2010 - Gemma Ray - It's A Shame About Gemma Ray - Review - Chronique d'une artiste qui a pris un raccourci lui permettant de briller au firmament



<it's a shame by Sabrine Carrein on Grooveshark

Depuis 2008, la rockeuse britannique Gemma Ray ne cesse de rester sous les feux de l'actualité musicale : en l'espace de trois années, cette dernière a sorti 3 albums : The Leader (2008, en écoute sur Deezer), Light Out Zoltar! (que j'ai chroniqué ici) et cette année, précisément au tout début juin 2010, son troisième opus It's A Shame About Gemma Ray. Cette hyperactivité musicale est le fruit d'une imagination débordante et d'un talent inné chez Gemma Ray à nous faire voyager, fantasmer dans des mondes musicaux aussi divers que variés : musiques de films de Moricone à Tarantino, pop girly des années 60's, musique americana avec une touche de psychédélisme et de lounge, auxquels elle a ajouté de nouvelles dimensions : satinée, sensuelle, vénéneuse et captivante.

◆ ◆ ◆ ◆ ◆ ◆ ◆

# [Exercices à traiter]
1: D'après la chronique sur Gemma Ray, quel est le titre de son troisième album ?
2: Rédigez la suite de la chronique sur Gemma Ray, en reprenant après sa dernière phrase.

◆ ◆ ◆ ◆ ◆ ◆ ◆

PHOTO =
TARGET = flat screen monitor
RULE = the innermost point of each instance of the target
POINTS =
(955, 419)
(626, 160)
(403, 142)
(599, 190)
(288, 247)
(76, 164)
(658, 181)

◆ ◆ ◆ ◆ ◆ ◆ ◆

# [Réponses]
1: It's A Shame About Gemma Ray

2:
Si ses deux premiers albums studio The Leader et Light Out Zoltar! se sont révélés être des must en ce qui concerne la pop noir luxuriante, nous offrant un florilège de morceaux aux mélodies mémorables et sophistiquées, cependant on ne pouvait s'empêcher de penser que son potentiel (et âme) de rockeuse n'avait pas encore eu l'occasion d'éclore exactement de la façon qu'elle désirait, la faute sans doute à une production mettant davantage l'accent sur les sonorités pop trop polissées par moments. Son nouvel opus It's A Shame About Gemma Ray vient réparer cette légère insatisfaction. En premier lieu, cet album a été une surprise quant à sa sortie aussi soudaine qu'imprévue car son prédécesseur commençait tout doucement à faire parler de lui même si avec un peu de retard. Ensuite, cet opus, généreux de 16 chansons, est constitué uniquement de reprises qui s'avèrent aussi audacieuses qu'alléchantes sur papier (cela va de Gershwin à Sonic Youth).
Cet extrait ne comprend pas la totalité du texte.